▶ [Passage to read]:
Wednesday, June 17, 2015

1 July 2015, World Cafe

1 Bassekou Kouyate & Ngoni Ba – Borongoli ma Kununban (Glitterbeat/Shellshock)
Album: Ba Power

Over the last 8 years and the course of 4 internationally released albums, innumerable concert and TV appearances, Bassekou Kouyate has made the ngoni, a traditional banjo-like lute, the trendiest instrument in Mali – thanks to its relatively simple design, every would-be rock star on the street in Bamako is toting one.  To his core sound which includes the formidable vocals of his wife Amy Saacko, Kouyate has added to his line up a range of different types of ngoni now wielded by his sons, multiplied the electric pick-ups and effects pedals attached to them, brought in a bunch of Malian luminaries and, on his 2015 album, some real Western rock types – albeit obscure ones who like to play with non-rock musicians.  Dave Smith, Robert Plant’s drummer and Chris Eckman, from the Walkabouts, on keyboard play on this tune.

▶ [Record list]:
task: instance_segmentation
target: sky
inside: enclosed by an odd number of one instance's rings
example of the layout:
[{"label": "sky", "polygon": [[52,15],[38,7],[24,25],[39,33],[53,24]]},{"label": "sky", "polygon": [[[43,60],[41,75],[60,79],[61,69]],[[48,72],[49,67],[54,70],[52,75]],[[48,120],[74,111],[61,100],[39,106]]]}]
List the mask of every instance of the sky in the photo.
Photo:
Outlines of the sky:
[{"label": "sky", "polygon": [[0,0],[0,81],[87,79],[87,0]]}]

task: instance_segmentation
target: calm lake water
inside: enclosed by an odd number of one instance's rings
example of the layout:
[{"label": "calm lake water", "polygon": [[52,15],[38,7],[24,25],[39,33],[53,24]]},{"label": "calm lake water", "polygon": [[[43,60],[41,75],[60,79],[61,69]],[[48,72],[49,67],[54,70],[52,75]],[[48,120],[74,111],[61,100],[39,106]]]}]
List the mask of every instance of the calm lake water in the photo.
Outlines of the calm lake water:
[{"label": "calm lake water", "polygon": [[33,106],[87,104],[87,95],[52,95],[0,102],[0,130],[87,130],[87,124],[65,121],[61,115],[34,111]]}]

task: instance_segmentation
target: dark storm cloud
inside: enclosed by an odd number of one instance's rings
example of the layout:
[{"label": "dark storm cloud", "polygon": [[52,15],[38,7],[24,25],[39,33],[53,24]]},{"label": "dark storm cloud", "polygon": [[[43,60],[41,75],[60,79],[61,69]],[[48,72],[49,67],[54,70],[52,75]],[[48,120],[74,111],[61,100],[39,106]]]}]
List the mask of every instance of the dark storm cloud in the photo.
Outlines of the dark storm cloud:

▶ [Things to do]:
- 1) Return the stretch of the Bassekou Kouyate passage from "Album: Ba Power" through "on this tune.", copied word for word.
- 2) Extend the write-up on Bassekou Kouyate and his ngoni band, picking up right after its final sentence.

▶ [Responses]:
- 1)
Album: Ba Power

Over the last 8 years and the course of 4 internationally released albums, innumerable concert and TV appearances, Bassekou Kouyate has made the ngoni, a traditional banjo-like lute, the trendiest instrument in Mali – thanks to its relatively simple design, every would-be rock star on the street in Bamako is toting one.  To his core sound which includes the formidable vocals of his wife Amy Saacko, Kouyate has added to his line up a range of different types of ngoni now wielded by his sons, multiplied the electric pick-ups and effects pedals attached to them, brought in a bunch of Malian luminaries and, on his 2015 album, some real Western rock types – albeit obscure ones who like to play with non-rock musicians.  Dave Smith, Robert Plant’s drummer and Chris Eckman, from the Walkabouts, on keyboard play on this tune.

- 2)
2 BKO Quintet – Strange Wassolon (Buda Musique)
Album: Bamako Today

Continueing in West Africa with a bunch of new gritty power-releases, often with the ngoni to the fore.

BKO Quintet combines percussion and vocal traditions of two the main cultures in Mali – the Mandinka jelis and the Bambara hunter or donso culture.  Two types of ngoni vie for ear space – the jeli ngoni and the donso ngoni on this tune.

3 Baba Commandant & The Mandingo Band – Waso (Sublime Frequencies)
Album: Juguya

Baba Commandant & The Mandingo Band are from Burkina Faso, and their front man, Mamadou Sanou, is also an ngoni player – in this case a donso ngoni.  A rare studio affair from the cult label Sublime Frequencies.

4 Fofoulah – Make Good (Soumala) (Glitterbeat)
Album: Fofoulah

Another project by Robert Plant’s drummer Dave Smith  - with his band Outhouse Ruhabi and members of another London-based band Loop Collective and some wonderful West Africa collaborators.  It draws its inspiration from the Sabar style of drumming from Gambia and Senegal.  On the tune “Make Good” is singer Batch Gueye and Sabar drummer Kaw Secka both from Senegal.

5 Sonzeira - Nana (Sunlightsquare Remix) (Talkin’ Loud/Virgin EMI) (Brownswood Recordings)
Album: Sonzeira: Brasil Bam Bam Bam

The Afro-Brazillian Candomble-infused sounds of Nana Vasconcelos given the heavy production treatment by DJ Gilles Peterson on a massive project he pulled off last year in Brazil called Sonzeira out on the old Acid Jazz and Hiphop label “Talkin’ Loud”.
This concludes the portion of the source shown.